## Trecho da página

▬▬▬▬▬▬

No Brasil, os casos de feminicídio cresceram 22% em 12 Estados durante os primeiros meses da pandemia, segundo o relatório Violência Doméstica durante a Pandemia de Covid-19, do Fórum Brasileiro de Segurança Pública.

De acordo com Raj Thind, chefe regional do serviço de violência doméstica no condado de Black, encontrar a força para ir embora sabendo que você tem que começar de novo em uma idade mais avançadas é muito assustador.

"Pode haver uma imprevisibilidade que vem com a saída", diz Thind, que ajudou Sarah em sua busca por libertação.

"Você tem algum controle ao ficar, você sabe qual é o abuso que sofre em casa. Mas ir embora pode fazer com que o abusador persiga a vítima, e ela nunca sabe a que ponto ele vai chegar."

▬▬▬▬▬▬

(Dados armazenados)
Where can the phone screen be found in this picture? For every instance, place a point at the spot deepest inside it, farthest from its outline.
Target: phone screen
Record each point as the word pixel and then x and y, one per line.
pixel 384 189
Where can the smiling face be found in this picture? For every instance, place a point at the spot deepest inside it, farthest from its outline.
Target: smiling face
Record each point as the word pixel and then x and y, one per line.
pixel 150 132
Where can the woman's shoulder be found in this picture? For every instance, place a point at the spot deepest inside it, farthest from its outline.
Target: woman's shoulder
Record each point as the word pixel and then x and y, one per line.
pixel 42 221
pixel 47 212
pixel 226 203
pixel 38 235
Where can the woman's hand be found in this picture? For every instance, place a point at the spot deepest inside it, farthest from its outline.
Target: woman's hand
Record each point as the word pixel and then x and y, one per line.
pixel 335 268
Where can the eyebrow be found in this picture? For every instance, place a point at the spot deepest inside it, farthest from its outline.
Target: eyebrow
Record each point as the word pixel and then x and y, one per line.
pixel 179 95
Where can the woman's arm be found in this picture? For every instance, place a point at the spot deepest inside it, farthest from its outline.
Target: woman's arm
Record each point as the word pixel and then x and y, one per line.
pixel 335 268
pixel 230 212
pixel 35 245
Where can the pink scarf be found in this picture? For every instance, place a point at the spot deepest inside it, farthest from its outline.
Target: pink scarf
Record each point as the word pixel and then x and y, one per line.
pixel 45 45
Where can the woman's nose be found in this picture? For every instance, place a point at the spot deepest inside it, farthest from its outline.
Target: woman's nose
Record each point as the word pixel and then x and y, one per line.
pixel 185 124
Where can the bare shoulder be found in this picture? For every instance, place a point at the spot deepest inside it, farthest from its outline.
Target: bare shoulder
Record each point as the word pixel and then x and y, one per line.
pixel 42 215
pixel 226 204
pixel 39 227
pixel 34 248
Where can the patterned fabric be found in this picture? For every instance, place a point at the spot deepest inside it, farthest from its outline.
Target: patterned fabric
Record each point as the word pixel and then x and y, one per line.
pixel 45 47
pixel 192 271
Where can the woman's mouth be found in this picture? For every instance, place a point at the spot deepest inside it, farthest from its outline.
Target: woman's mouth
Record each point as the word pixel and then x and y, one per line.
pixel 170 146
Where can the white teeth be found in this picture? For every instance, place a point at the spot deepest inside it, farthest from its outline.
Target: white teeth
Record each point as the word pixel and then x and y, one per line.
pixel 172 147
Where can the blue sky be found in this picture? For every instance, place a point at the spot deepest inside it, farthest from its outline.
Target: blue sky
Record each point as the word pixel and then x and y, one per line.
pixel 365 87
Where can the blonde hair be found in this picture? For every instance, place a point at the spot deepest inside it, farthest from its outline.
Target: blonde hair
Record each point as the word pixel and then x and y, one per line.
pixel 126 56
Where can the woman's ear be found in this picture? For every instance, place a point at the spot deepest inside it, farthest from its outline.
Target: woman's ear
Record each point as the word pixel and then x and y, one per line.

▬▬▬▬▬▬

## Aplique a leitura
A. Repita o trecho sobre violência doméstica entre "No Brasil, os" e "de Segurança Pública.", inclusive, sem alterar nada.
B. Por favor, dê continuidade ao trecho sobre violência doméstica a partir da última frase apresentada.
O material não tem nenhuma relação com o trecho sobre violência doméstica.

## Problemas resolvidos
A.
No Brasil, os casos de feminicídio cresceram 22% em 12 Estados durante os primeiros meses da pandemia, segundo o relatório Violência Doméstica durante a Pandemia de Covid-19, do Fórum Brasileiro de Segurança Pública.

B.
"Além disso, depois de tantos anos, o abuso pode se tornar normalizado... Há um medo paralisante que mantém a vítima presa ao abusador."

Em geral, Sarah não tinha permissão para sair da casa que dividia com o marido ou, se podia fazê-lo, tinha que voltar em um horário específico. Sua família tinha que marcar horário com o marido dela se quisesse vê-la.

Se Barry fazia algo no jardim, conta Sarah, ela precisava sentar-se na sala de jantar para que ele pudesse vê-la pela janela. Ele a criticava constantemente, tinha casos com outras mulheres e não se dava ao trabalho de esconder. Nunca deu um presente de Natal ou aniversário para ela.

Mas um dia, no ano passado, Sarah decidiu que não aguentava mais. Com o passar dos anos, ela conseguiu juntar algum dinheiro de sua aposentadoria - que em geral ia para financiar o estilo de vida do marido.

A fuga

"Naquele dia eu finalmente tive coragem", conta.

Barry tinha saído depois de brigar com Sarah. Ela disse ao filho, que morava com eles, que iria fugir. Fez as malas e foi com ele até a casa de um vizinho, que chamou um táxi para levá-la a um hotel próximo.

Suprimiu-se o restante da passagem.